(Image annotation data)
◆ ◆ ◆ ◆

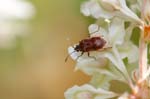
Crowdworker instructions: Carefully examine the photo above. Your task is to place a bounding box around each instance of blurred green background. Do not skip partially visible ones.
[0,0,94,99]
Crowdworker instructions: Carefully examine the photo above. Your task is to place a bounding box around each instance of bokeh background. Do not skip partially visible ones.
[0,0,94,99]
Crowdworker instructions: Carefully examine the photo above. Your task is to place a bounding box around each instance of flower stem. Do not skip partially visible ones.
[139,33,147,82]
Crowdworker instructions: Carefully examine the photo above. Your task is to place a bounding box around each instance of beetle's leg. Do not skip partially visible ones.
[87,52,96,60]
[76,52,84,61]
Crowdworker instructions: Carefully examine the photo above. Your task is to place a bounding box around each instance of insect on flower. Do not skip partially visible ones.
[65,36,111,62]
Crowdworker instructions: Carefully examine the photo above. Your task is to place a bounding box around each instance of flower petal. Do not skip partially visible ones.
[109,18,125,45]
[81,0,113,19]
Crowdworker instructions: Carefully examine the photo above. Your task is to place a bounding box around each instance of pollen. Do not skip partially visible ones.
[144,26,150,42]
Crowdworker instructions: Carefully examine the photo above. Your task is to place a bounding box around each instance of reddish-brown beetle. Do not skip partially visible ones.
[65,37,111,62]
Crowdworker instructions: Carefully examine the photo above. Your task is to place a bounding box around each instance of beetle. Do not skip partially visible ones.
[65,36,111,62]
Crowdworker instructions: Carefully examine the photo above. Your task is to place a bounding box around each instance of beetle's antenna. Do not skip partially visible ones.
[65,51,76,62]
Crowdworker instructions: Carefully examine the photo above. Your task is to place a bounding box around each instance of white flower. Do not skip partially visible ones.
[65,84,117,99]
[0,0,35,48]
[69,18,138,87]
[81,0,143,24]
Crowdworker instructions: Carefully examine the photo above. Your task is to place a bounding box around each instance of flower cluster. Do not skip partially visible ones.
[65,0,150,99]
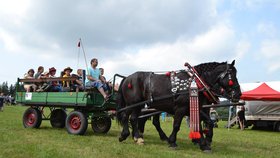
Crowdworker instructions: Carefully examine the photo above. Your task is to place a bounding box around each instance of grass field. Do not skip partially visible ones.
[0,106,280,158]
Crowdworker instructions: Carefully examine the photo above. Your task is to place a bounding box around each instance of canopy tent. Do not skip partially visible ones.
[241,83,280,101]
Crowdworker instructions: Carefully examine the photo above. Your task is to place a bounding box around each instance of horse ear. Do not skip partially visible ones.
[230,60,235,67]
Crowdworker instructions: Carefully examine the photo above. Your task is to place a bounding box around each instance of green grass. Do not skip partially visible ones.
[0,106,280,158]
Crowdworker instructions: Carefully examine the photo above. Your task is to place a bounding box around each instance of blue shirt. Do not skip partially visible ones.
[86,67,100,83]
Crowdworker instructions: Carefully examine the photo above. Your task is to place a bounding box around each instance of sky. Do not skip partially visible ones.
[0,0,280,84]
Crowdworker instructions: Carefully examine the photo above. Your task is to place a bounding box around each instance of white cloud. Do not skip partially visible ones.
[257,22,277,37]
[105,23,246,78]
[260,39,280,72]
[232,0,280,10]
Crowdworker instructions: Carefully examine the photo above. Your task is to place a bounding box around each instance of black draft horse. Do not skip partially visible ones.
[117,61,241,151]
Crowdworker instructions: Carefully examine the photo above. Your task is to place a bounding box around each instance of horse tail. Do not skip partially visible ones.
[116,78,126,125]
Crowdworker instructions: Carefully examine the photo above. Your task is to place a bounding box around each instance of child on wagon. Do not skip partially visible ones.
[49,67,62,92]
[23,69,37,92]
[62,67,73,88]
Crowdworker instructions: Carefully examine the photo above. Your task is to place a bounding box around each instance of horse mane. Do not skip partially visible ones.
[194,62,227,75]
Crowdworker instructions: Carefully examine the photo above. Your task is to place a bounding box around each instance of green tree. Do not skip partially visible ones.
[9,84,16,97]
[0,82,9,95]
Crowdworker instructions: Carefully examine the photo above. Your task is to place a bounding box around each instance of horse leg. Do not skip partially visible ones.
[168,109,184,148]
[119,112,130,142]
[199,111,213,152]
[137,117,148,138]
[130,110,144,145]
[153,114,168,141]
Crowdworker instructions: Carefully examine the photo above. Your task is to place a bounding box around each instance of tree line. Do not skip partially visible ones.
[0,82,16,97]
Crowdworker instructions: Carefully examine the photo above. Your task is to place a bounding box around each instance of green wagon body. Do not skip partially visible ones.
[16,74,123,135]
[16,92,116,111]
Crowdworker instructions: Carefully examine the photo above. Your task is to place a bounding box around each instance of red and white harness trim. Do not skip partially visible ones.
[185,63,218,139]
[189,82,201,139]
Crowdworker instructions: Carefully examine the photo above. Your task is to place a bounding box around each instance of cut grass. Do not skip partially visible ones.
[0,106,280,158]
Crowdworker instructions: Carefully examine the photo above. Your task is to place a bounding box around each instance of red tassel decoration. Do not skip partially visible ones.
[228,80,233,86]
[127,83,132,89]
[189,82,201,139]
[165,71,171,77]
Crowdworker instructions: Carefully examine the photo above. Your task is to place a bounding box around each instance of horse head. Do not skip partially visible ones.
[211,60,241,102]
[195,60,241,102]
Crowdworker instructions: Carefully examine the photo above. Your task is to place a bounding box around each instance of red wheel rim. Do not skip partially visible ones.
[70,116,81,130]
[26,113,36,126]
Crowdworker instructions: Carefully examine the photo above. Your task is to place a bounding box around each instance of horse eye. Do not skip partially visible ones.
[228,80,234,86]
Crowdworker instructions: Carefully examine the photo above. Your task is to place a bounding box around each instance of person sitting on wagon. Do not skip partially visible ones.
[62,67,73,90]
[35,66,44,79]
[99,68,119,91]
[49,67,62,92]
[86,58,109,100]
[23,69,37,92]
[72,69,84,92]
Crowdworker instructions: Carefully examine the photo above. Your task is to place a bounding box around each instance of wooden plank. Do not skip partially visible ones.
[18,77,78,83]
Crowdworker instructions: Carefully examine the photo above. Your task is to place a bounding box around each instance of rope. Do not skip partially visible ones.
[77,39,81,69]
[80,38,89,74]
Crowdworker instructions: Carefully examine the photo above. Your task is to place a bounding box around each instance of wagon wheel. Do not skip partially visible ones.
[50,109,67,128]
[65,111,88,135]
[91,116,112,133]
[274,121,280,132]
[22,108,42,128]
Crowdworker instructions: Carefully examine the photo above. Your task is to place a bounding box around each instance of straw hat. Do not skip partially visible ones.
[27,69,34,73]
[64,66,73,72]
[49,67,56,72]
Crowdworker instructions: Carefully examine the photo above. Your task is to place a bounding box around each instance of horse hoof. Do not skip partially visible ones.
[133,137,138,142]
[137,138,144,145]
[119,137,125,142]
[169,143,177,150]
[203,150,212,154]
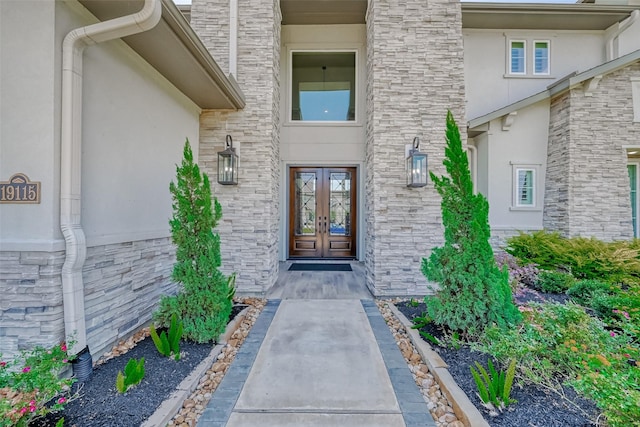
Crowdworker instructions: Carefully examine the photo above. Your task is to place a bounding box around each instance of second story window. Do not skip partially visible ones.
[533,40,549,74]
[291,51,356,122]
[509,40,527,74]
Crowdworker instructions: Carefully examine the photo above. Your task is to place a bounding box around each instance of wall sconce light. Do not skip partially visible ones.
[407,136,427,187]
[218,135,238,185]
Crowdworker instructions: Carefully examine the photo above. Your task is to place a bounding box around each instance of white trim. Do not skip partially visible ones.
[507,38,527,76]
[531,39,551,76]
[627,162,640,238]
[509,164,539,211]
[631,76,640,123]
[284,49,358,126]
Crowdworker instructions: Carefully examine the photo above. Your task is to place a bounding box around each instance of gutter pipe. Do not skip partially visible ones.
[605,9,640,61]
[60,0,162,362]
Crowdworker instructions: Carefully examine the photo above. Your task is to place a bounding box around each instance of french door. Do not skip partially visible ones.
[289,167,357,258]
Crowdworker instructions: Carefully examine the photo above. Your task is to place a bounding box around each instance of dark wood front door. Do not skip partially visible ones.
[289,167,357,258]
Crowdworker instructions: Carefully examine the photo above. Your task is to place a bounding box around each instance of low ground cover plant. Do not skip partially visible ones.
[0,343,75,427]
[149,313,183,360]
[416,112,640,427]
[116,357,144,394]
[471,359,516,415]
[474,303,640,427]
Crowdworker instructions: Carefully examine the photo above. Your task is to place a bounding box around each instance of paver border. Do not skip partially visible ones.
[388,302,490,427]
[140,305,252,427]
[360,299,436,427]
[196,299,281,427]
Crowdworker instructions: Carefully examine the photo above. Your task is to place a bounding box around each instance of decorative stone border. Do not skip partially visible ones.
[388,302,490,427]
[141,305,262,427]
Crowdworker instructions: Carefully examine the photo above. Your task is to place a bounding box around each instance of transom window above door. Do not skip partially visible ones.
[291,51,356,122]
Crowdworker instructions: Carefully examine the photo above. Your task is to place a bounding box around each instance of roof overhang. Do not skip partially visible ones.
[462,2,638,30]
[467,49,640,132]
[79,0,245,110]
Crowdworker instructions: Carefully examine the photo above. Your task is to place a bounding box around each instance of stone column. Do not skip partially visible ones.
[191,0,281,294]
[544,63,640,241]
[365,0,466,296]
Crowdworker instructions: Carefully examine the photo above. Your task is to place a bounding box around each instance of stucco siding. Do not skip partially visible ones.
[464,29,605,119]
[0,1,200,362]
[191,0,281,294]
[365,0,466,296]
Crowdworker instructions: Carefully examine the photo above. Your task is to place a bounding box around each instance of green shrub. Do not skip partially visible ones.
[567,280,612,306]
[0,343,76,427]
[149,314,183,360]
[470,359,516,415]
[479,304,640,427]
[422,111,520,334]
[505,231,640,283]
[154,140,235,342]
[536,271,575,294]
[116,357,144,393]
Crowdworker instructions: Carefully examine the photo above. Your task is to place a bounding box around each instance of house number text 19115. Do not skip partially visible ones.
[0,173,40,203]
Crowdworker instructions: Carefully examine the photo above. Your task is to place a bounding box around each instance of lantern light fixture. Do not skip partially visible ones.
[218,135,238,185]
[407,136,427,188]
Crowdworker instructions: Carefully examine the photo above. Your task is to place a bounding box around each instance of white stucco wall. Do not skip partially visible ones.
[0,0,63,250]
[278,25,366,260]
[82,35,199,246]
[476,100,549,231]
[463,29,605,119]
[280,25,366,164]
[0,1,200,250]
[617,14,640,56]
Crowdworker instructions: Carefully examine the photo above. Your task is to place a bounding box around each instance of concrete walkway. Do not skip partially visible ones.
[198,299,435,427]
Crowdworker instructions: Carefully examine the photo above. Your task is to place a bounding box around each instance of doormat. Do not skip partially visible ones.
[289,263,353,271]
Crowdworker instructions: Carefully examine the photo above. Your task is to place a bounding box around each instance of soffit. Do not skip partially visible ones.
[79,0,244,110]
[280,0,367,25]
[462,2,638,30]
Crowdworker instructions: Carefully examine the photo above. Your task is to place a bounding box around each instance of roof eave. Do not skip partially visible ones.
[79,0,245,110]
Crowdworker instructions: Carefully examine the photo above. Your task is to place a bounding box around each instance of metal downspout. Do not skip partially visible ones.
[605,9,640,61]
[60,0,162,354]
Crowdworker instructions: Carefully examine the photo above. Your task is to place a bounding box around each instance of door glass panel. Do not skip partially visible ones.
[627,164,638,237]
[329,172,351,236]
[294,172,316,236]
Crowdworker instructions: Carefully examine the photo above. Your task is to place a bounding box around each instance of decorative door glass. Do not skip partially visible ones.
[295,172,316,236]
[329,172,351,236]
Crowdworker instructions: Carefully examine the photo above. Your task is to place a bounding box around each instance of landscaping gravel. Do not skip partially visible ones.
[396,302,599,427]
[32,306,245,427]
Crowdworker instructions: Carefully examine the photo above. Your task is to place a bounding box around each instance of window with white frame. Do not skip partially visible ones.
[290,51,356,122]
[533,40,550,75]
[509,40,527,74]
[513,165,537,208]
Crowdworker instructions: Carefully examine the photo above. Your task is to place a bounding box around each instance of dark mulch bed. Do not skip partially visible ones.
[32,305,246,427]
[396,300,599,427]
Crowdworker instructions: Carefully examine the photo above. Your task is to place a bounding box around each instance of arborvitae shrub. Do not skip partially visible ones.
[422,111,521,333]
[154,140,232,342]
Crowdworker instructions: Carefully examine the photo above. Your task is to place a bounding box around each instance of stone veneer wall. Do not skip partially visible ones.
[544,63,640,241]
[0,238,176,360]
[0,251,64,359]
[364,0,466,296]
[191,0,281,294]
[82,237,177,360]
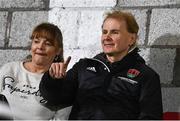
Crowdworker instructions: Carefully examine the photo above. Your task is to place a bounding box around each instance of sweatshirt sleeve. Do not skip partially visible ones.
[39,64,78,106]
[139,72,163,120]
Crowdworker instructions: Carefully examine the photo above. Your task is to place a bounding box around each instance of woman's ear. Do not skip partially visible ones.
[56,48,63,55]
[129,33,137,45]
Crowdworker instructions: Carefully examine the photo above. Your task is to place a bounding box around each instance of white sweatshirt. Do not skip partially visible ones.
[0,62,71,120]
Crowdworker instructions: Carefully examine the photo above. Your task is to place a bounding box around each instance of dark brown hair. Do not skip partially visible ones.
[103,10,139,35]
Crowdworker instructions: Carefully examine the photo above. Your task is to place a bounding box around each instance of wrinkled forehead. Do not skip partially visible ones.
[31,29,56,44]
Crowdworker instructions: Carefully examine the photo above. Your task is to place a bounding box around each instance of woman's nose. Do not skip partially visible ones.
[38,42,44,49]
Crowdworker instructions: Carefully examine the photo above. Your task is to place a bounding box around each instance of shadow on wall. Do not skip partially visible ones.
[149,33,180,112]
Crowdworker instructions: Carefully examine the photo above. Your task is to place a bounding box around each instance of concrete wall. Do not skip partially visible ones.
[0,0,180,112]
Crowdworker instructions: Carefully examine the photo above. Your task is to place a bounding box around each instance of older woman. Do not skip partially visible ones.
[0,23,71,120]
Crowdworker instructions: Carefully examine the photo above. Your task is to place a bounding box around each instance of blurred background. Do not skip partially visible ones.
[0,0,180,112]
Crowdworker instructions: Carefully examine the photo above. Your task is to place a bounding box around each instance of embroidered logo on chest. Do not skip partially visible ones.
[86,67,97,72]
[127,69,140,79]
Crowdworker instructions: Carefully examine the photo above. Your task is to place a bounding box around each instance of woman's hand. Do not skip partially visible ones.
[49,56,71,78]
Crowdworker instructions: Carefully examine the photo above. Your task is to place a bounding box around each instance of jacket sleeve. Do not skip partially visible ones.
[139,72,163,120]
[39,61,78,106]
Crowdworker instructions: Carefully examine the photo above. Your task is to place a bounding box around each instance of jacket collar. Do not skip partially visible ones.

◆ ◆ ◆ ◆

Reproduce the rows from the line containing "doormat. Do not skip partially visible ones." through the line containing "[513,165,537,208]", changing "bounding box" to "rectangular frame" and leaving everything else unchanged.

**Answer to this task:**
Crowdworker instructions: Carefully examine the photo above. Your task is to place a rectangular frame around each instance of doormat. Do not skip partially visible ones.
[289,263,353,271]
Crowdworker instructions: Carefully examine the photo above. Your task is to place a rectangular frame around each instance of soffit. Do not skip partially visible ones.
[79,0,244,110]
[280,0,367,25]
[462,2,638,30]
Crowdworker instructions: Carefully examine the photo above. Your task is to place a rectangular frame around each instance of roof eave. Do not skip partially visible ones.
[79,0,245,110]
Crowdworker instructions: Carefully examine the photo above. Your task is to place a rectangular frame around each instance of metal downspout. Do not skip partially visible ones.
[605,9,640,61]
[60,0,162,354]
Crowdworker instructions: Carefully examine the photo above. Your task is to place a rectangular frame around each instance of door glass panel. Do not skip partially visible ones.
[627,164,638,237]
[329,172,351,236]
[294,172,316,236]
Crowdworker instructions: Carefully examine the photo above. Your task is to place a rectangular frame around each instance of decorative door glass. Do not skip partially visible ones.
[295,172,316,236]
[329,172,351,236]
Crowdworker instructions: Carefully examine the photo above. Your task is to place a rectangular frame around each instance of landscaping gravel. Do not skip partially visible ones.
[396,302,599,427]
[32,306,245,427]
Crowdworker instructions: Carefully examine the photo above. Your task is to place a rectangular frame around each instance of window with white frame. Do not skip partially visible ones.
[290,51,356,122]
[533,40,550,75]
[509,40,527,74]
[513,165,537,208]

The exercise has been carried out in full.